======== Items ========

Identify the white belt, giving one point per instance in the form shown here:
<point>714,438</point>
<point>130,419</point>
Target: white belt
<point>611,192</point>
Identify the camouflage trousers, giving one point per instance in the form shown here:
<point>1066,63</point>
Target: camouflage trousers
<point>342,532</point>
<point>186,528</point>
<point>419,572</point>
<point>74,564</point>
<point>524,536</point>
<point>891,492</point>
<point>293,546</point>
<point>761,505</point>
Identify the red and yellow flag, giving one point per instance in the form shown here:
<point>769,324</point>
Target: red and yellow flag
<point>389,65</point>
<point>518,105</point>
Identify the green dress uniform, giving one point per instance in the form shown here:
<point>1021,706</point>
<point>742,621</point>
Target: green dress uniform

========

■ Exercise goal
Rewrite every line of the entries above as a single numbered list, omitting any blank lines.

■ Result
1. Identify the white belt, giving one point per instance in the form shown here:
2. <point>714,438</point>
3. <point>130,419</point>
4. Target: white belt
5. <point>611,192</point>
6. Identify the camouflage trousers, giving one point per instance in the form shown here:
7. <point>1066,63</point>
8. Target: camouflage trousers
9. <point>342,532</point>
10. <point>186,528</point>
11. <point>419,572</point>
12. <point>74,564</point>
13. <point>524,536</point>
14. <point>891,492</point>
15. <point>293,546</point>
16. <point>761,505</point>
17. Identify the red and yellow flag, giving one point per instance in the form shown here:
18. <point>769,324</point>
19. Target: red and yellow flag
20. <point>389,65</point>
21. <point>518,105</point>
22. Identify the green dress uniform, giving one point per instance in the form shown here:
23. <point>1021,706</point>
24. <point>742,621</point>
25. Target: green dress uniform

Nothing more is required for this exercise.